Task to complete →
All of the data below should be output exactly as given.
- Opening Delimiter -
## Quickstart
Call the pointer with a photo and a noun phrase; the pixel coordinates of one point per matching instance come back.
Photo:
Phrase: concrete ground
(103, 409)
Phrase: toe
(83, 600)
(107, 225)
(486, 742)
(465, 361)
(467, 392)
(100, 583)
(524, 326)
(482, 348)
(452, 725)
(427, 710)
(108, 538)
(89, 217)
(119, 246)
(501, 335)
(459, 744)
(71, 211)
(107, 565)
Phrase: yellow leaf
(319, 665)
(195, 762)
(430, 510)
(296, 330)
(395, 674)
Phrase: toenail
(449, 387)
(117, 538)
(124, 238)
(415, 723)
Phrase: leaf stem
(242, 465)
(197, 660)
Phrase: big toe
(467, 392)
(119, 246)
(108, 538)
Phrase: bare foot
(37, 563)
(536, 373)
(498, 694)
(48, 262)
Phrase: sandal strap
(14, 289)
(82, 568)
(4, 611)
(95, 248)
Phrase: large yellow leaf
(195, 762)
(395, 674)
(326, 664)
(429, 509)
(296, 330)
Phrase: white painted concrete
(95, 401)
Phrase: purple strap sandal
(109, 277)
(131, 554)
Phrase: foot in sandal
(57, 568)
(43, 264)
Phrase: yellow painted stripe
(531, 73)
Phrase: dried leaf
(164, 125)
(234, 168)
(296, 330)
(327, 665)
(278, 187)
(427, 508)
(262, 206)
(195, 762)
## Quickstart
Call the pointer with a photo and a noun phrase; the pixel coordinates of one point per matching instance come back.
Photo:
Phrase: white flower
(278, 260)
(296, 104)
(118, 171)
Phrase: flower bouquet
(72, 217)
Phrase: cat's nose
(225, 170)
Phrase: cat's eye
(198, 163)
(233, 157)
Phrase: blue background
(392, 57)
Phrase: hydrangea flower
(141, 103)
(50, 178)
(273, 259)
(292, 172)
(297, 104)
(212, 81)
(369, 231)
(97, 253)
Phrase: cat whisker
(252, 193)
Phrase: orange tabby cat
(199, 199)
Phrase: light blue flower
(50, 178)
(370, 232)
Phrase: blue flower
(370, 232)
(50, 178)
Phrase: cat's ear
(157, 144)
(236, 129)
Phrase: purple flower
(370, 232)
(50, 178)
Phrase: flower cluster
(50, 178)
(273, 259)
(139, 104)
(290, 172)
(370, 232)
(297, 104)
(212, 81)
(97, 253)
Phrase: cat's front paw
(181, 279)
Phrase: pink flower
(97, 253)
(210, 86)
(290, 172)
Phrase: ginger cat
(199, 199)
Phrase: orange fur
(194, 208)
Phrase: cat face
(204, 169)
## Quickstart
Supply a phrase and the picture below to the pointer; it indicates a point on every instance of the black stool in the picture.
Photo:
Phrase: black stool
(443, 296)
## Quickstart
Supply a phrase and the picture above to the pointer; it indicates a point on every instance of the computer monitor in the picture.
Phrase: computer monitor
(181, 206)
- Closing Delimiter -
Answer area →
## Quickstart
Call the pointer with a photo and a noun phrase; the pixel coordinates of one point per matching instance come back.
Photo:
Phrase: concrete ground
(103, 409)
Phrase: toe
(83, 600)
(107, 225)
(486, 742)
(465, 361)
(467, 392)
(100, 583)
(524, 326)
(482, 348)
(452, 725)
(427, 710)
(108, 538)
(89, 217)
(119, 246)
(501, 335)
(459, 744)
(71, 211)
(107, 565)
Phrase: yellow leaf
(319, 665)
(195, 762)
(430, 510)
(296, 330)
(395, 674)
Phrase: toenail
(449, 387)
(117, 538)
(124, 238)
(415, 723)
Phrase: leaf stem
(242, 465)
(197, 660)
Phrase: big toe
(467, 392)
(119, 246)
(108, 538)
Phrase: bare foot
(37, 563)
(536, 373)
(498, 694)
(48, 262)
Phrase: sandal strap
(14, 289)
(82, 568)
(4, 611)
(95, 248)
Phrase: large yellow leaf
(195, 762)
(395, 674)
(326, 664)
(429, 509)
(296, 330)
Phrase: white painted concrete
(95, 401)
Phrase: purple strap sandal
(109, 277)
(131, 554)
Phrase: foot in sandal
(57, 568)
(43, 264)
Phrase: yellow painted stripe
(531, 73)
Phrase: dried leaf
(164, 125)
(234, 168)
(296, 330)
(327, 665)
(278, 187)
(427, 508)
(262, 206)
(195, 762)
## Quickstart
Call the pointer with a photo and a noun phrase; the pixel coordinates of one point per matching instance come back.
Photo:
Phrase: white flower
(278, 260)
(296, 104)
(118, 171)
Phrase: flower bouquet
(72, 217)
Phrase: cat's nose
(225, 170)
Phrase: cat's eye
(198, 163)
(233, 157)
Phrase: blue background
(392, 57)
Phrase: hydrangea flower
(141, 103)
(50, 178)
(273, 259)
(292, 172)
(297, 104)
(212, 81)
(369, 231)
(97, 253)
Phrase: cat whisker
(252, 193)
Phrase: orange tabby cat
(199, 199)
Phrase: light blue flower
(50, 178)
(370, 232)
Phrase: blue flower
(370, 232)
(50, 178)
Phrase: cat's ear
(157, 144)
(236, 129)
Phrase: purple flower
(370, 232)
(50, 178)
Phrase: flower cluster
(50, 178)
(273, 259)
(139, 104)
(290, 172)
(370, 232)
(297, 104)
(212, 81)
(97, 253)
Phrase: cat's front paw
(181, 279)
Phrase: pink flower
(97, 253)
(210, 86)
(290, 172)
Phrase: ginger cat
(199, 199)
Phrase: orange fur
(194, 208)
Phrase: cat face
(204, 169)
## Quickstart
Supply a phrase and the picture below to the pointer; it indicates a point on every instance of the black stool in the picture.
Photo:
Phrase: black stool
(443, 296)
## Quickstart
Supply a phrase and the picture above to the pointer; it indicates a point on every instance of the computer monitor in the picture.
Phrase: computer monitor
(181, 206)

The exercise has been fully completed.